### Task requirements
Look through the data below and extract, unchanged, the lines from the one that contains "Each <instance> block" to the one that contains "box: [365, 237, 376, 241]", both included.
(Record extracts)
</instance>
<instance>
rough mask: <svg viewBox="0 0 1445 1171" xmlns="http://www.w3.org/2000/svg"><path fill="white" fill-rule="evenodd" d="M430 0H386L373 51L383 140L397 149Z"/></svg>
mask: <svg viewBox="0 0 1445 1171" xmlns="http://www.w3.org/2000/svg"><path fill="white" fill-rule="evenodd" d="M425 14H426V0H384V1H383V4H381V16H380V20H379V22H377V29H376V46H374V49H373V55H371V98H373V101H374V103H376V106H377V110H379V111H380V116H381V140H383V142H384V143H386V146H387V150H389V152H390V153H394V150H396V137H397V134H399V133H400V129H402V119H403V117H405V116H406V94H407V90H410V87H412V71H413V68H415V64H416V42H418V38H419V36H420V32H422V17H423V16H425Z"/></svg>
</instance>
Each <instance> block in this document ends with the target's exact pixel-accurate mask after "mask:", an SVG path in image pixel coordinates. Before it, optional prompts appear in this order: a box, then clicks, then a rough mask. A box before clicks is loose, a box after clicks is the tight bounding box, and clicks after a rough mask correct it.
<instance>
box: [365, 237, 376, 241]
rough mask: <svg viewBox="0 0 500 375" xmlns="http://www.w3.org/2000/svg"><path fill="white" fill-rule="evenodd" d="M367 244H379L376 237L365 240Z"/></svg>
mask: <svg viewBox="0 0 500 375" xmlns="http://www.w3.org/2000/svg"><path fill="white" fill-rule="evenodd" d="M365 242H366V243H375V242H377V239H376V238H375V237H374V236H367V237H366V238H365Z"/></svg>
(End Record extracts)
### Response to this task
Each <instance> block in this document ends with the target's exact pixel-accurate mask after "mask:", an SVG path in image pixel coordinates. Before it, optional prompts appear in this order: a box, then clicks, then a rough mask. A box before clicks is loose, a box after clicks is the tight bounding box, and clicks after a rough mask correct it.
<instance>
box: [365, 237, 376, 241]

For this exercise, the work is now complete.